* Begin Records to use *

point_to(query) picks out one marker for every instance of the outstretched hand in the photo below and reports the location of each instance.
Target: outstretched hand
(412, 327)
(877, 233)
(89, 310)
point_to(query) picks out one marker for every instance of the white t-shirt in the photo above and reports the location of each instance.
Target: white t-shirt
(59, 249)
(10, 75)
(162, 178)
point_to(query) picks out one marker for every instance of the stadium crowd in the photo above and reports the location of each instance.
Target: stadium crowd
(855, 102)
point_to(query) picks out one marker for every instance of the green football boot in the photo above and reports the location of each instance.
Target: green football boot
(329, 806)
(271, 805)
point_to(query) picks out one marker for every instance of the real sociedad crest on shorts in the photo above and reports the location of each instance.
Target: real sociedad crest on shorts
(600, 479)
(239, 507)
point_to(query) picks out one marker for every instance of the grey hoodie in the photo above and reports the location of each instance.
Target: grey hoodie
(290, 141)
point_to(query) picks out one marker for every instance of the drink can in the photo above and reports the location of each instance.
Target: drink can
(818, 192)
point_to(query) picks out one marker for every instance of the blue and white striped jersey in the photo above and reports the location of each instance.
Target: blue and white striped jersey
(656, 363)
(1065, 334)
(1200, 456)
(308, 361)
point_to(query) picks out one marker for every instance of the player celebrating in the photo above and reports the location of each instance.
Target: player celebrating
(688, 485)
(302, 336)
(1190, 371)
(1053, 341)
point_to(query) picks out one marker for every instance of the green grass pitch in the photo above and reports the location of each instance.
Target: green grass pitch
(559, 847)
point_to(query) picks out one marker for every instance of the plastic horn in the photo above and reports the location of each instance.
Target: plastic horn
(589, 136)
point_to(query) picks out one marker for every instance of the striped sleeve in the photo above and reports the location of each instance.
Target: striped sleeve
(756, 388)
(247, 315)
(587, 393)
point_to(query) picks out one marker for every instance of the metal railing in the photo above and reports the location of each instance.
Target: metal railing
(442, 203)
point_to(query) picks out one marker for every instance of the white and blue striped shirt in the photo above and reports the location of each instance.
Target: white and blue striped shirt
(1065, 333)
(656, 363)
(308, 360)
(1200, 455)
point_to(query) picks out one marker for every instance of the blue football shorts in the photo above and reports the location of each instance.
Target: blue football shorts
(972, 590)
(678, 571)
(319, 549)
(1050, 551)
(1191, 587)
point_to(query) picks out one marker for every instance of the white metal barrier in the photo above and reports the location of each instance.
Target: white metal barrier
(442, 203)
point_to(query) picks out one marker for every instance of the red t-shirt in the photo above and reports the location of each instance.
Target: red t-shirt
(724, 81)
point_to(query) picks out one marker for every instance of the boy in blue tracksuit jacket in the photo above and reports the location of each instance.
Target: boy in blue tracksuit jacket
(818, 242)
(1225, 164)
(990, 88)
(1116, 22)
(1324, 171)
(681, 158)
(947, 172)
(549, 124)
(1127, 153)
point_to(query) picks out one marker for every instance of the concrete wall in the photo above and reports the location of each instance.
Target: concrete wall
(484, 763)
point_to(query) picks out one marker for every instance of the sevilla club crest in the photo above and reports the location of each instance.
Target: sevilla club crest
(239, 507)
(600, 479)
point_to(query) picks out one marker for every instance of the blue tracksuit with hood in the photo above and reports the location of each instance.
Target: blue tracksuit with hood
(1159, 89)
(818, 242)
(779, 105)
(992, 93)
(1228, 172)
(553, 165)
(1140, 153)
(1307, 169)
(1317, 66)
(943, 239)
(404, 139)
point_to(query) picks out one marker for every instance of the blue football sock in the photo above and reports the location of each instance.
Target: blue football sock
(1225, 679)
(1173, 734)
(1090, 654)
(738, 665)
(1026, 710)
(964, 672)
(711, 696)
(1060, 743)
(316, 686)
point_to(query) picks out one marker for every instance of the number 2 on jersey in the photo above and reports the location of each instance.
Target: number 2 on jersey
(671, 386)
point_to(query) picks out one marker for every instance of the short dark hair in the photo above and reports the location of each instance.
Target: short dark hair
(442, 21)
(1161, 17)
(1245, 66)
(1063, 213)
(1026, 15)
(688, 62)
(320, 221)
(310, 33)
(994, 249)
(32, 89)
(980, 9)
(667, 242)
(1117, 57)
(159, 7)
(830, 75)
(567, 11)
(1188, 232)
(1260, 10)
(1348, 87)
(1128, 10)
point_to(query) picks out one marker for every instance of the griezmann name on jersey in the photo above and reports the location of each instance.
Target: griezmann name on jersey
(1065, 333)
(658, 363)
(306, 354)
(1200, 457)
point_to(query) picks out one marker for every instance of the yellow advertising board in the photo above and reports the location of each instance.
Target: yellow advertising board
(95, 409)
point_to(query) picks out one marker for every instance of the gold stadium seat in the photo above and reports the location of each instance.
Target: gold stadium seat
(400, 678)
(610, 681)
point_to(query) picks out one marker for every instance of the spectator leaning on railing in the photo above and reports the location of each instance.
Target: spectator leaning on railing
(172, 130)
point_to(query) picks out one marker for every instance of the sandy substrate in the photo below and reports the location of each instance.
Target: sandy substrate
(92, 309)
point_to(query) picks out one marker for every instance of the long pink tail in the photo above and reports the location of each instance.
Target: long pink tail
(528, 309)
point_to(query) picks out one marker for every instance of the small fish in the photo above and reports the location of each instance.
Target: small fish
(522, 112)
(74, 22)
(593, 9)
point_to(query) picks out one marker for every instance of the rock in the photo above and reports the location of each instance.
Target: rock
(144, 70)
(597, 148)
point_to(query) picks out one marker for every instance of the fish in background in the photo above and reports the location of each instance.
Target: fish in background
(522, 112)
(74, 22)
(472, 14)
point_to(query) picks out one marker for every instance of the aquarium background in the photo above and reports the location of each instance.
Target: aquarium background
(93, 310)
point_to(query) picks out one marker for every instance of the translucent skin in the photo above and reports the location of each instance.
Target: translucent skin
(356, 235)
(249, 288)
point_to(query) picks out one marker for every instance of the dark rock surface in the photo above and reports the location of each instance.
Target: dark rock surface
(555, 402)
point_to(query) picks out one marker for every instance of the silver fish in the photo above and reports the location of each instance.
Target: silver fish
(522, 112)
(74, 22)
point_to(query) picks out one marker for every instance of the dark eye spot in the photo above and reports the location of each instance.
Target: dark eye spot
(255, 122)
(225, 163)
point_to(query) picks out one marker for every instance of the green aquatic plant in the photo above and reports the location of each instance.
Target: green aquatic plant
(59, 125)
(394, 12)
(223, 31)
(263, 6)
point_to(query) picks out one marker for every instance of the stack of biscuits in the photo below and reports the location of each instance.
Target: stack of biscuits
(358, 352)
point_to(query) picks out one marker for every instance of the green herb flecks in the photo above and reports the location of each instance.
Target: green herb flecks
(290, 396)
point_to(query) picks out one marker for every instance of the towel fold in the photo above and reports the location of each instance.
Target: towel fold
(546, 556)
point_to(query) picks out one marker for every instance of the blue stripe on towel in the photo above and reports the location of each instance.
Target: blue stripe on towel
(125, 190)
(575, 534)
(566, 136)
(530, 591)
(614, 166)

* End Records to use *

* What you have to do:
Transcribe the data above in full, exactly.

* Complete response:
point_to(query) picks out one marker for every instance of the outstretched hand in the photo below and reports the location of each instance.
Target: outstretched hand
(412, 327)
(877, 233)
(89, 310)
point_to(query) picks out one marker for every instance of the white t-shirt in the photo above and reports the location of each instance.
Target: white t-shirt
(59, 249)
(10, 75)
(162, 178)
point_to(query) picks out one marker for every instance of the stadium crowd in the photo above and reports the location of each instance.
Target: stadium crowd
(855, 102)
point_to(query) picks out one marker for every instance of the green football boot in the photo above and reports the location of each instance.
Target: green football boot
(329, 806)
(271, 805)
point_to(query) picks out one marker for every instance of the real sociedad crest on shorts in the photo above and reports the location of each instance.
Target: real sociedad crest on shorts
(600, 479)
(239, 507)
point_to(query) picks out one marker for every instance of the grey hoodie in the photo above and reports the location of each instance.
Target: grey hoodie
(290, 141)
point_to(query) picks out one marker for every instance of the drink can in the photo above and reports the location of each instance.
Target: drink can
(818, 192)
point_to(query) picks out one marker for every instance of the blue and white striped jersey in the photo above and reports the location of each instance.
Target: blue and white striped jersey
(656, 363)
(1065, 334)
(1200, 456)
(308, 361)
point_to(query) picks out one marker for every instance of the player celebrating in the photo above and reports the location of each instance.
Target: player celebrating
(688, 485)
(302, 336)
(1190, 371)
(1053, 341)
point_to(query) picks out one marker for every instance of the green grass pitch in the photo above and reports the location of each instance.
Target: green grass pitch
(559, 847)
point_to(query) picks out one marker for every instance of the plastic horn in the photo above and reports the location of each instance.
Target: plastic horn
(589, 136)
point_to(query) picks out one marker for every instance of the striped sleeve in the photo above and reports the location of each instance.
Target: striped sleeve
(756, 388)
(247, 315)
(587, 393)
point_to(query) picks out one marker for every instance of the metal railing in the photo above and reports the location of each instance.
Target: metal railing
(442, 203)
point_to(query) picks out one marker for every instance of the white and blue striped shirt in the photo above and reports the location of each instance.
Target: white and blue striped shirt
(1065, 333)
(656, 363)
(308, 360)
(1200, 455)
point_to(query) picks out one marker for every instance of the blue football shorts in the photo above and reports the location of each instance.
Target: blue football shorts
(972, 590)
(678, 571)
(319, 549)
(1050, 551)
(1191, 587)
point_to(query) picks out one marker for every instance of the white metal barrier in the photo above and reports the location of each instance.
Target: white metal barrier
(442, 203)
point_to(query) picks out one marker for every instance of the red t-shirt in the photo above and reports the location of each instance.
Target: red t-shirt
(724, 81)
point_to(query) picks out one marker for every instance of the boy in blue tracksuit jacket in the photo above and reports the location of each instance.
Target: boy in blue tracksuit jacket
(818, 242)
(1225, 164)
(990, 88)
(1116, 22)
(1324, 171)
(681, 158)
(947, 172)
(549, 124)
(1127, 153)
point_to(query) picks out one marker for every instance of the concrete wall in the photo above and reports the location of each instance.
Target: concrete wall
(484, 763)
point_to(query) picks out one marker for every instance of the sevilla club crest in the photo above and reports the location of each instance.
Target: sevilla club crest
(239, 507)
(600, 479)
point_to(query) picks out one marker for every instance of the blue tracksuit with hood in the photo above and reports the location of each instance.
Target: blue tracksuit with hood
(1159, 89)
(818, 242)
(779, 105)
(992, 93)
(1228, 172)
(553, 165)
(1140, 153)
(1307, 169)
(1317, 66)
(943, 239)
(404, 139)
point_to(query) picks out one marker for every instance of the blue football sock in the photo above and reports the location of each instance.
Target: blue football sock
(1225, 679)
(1173, 734)
(1090, 654)
(738, 665)
(1026, 710)
(964, 672)
(711, 696)
(1060, 743)
(316, 686)
point_to(query) picks out one marker for every instance of the number 2 on jersey in the photo above and reports the location of each instance.
Target: number 2 on jersey
(671, 386)
point_to(query) picks out one marker for every instance of the short dark hair in the photo above and reports the location of each instance.
Target: short dark hair
(442, 21)
(1161, 17)
(1245, 66)
(1063, 213)
(1026, 15)
(688, 62)
(320, 221)
(310, 33)
(994, 249)
(32, 89)
(980, 9)
(667, 242)
(1117, 57)
(159, 7)
(830, 75)
(567, 11)
(1188, 232)
(1260, 10)
(1348, 87)
(1128, 10)
point_to(query) picks out one marker for every instance of the griezmann name on jersey in the photo above and reports the location of each instance.
Target: griezmann name on jersey
(1065, 333)
(658, 363)
(306, 354)
(1200, 457)
point_to(query) picks out one marker for every instance of the yellow advertising board in the photo above and reports the location of each instance.
Target: yellow advertising board
(95, 409)
point_to(query) picks out one marker for every instance of the gold stadium seat in the photo above and reports the location of each instance.
Target: gold stadium seat
(400, 678)
(610, 681)
point_to(query) picks out one marker for every instance of the spectator leaning on railing in the photo above and reports the location of each instance.
Target: spectator leaning on railing
(172, 130)
point_to(query) picks out one marker for every instance of the sandy substrate in the photo below and reports the location of each instance.
Target: sandy substrate
(92, 309)
point_to(query) picks out one marker for every instance of the long pink tail in the photo above and reports the location of each instance.
Target: long pink tail
(528, 309)
point_to(query) picks out one marker for every instance of the small fish in the photo above and reports the location of each instance.
Target: small fish
(522, 112)
(74, 22)
(593, 9)
point_to(query) picks out one marker for every instance of the rock in the photo above and reports the location of each instance.
Target: rock
(144, 70)
(597, 148)
point_to(query) picks out one marker for every instance of the fish in background in the photo above and reports the location of each instance.
Target: fish in background
(522, 112)
(74, 22)
(472, 14)
point_to(query) picks out one marker for every instance of the aquarium background in the photo above and reports the location of each instance.
Target: aquarium background
(93, 310)
point_to(query) picks out one marker for every instance of the translucent skin in the photo above and reports the location of each instance.
Target: translucent skin
(356, 235)
(249, 288)
point_to(query) picks out one marker for every instance of the dark rock surface in the photo above and reports the location of each instance.
Target: dark rock surface
(555, 402)
point_to(query) picks out one marker for every instance of the silver fish in the photo above and reports the location of each instance.
Target: silver fish
(522, 112)
(74, 22)
point_to(query) picks out one marker for every instance of the dark eye spot in the photo above and reports the location of each instance.
Target: dark eye spot
(255, 122)
(225, 163)
point_to(query) picks out one marker for every instance of the green aquatic plant in the photo above and reports the location of each instance.
Target: green aquatic plant
(59, 125)
(394, 12)
(223, 31)
(263, 6)
point_to(query) picks out one marker for every instance of the stack of biscuits in the photo below and reports the location of each instance.
Target: stack of biscuits
(358, 352)
point_to(query) picks out one marker for every instance of the green herb flecks in the photo above and reports the location of each instance.
Target: green herb flecks
(290, 396)
point_to(query) picks out one marker for every instance of the towel fold in the photo above and reports the location of each instance.
Target: towel fold
(546, 556)
point_to(query) picks out one marker for every instance of the blue stripe on towel in the photo above and reports the location of each instance.
Target: blue stripe on towel
(125, 190)
(575, 534)
(566, 136)
(530, 591)
(614, 166)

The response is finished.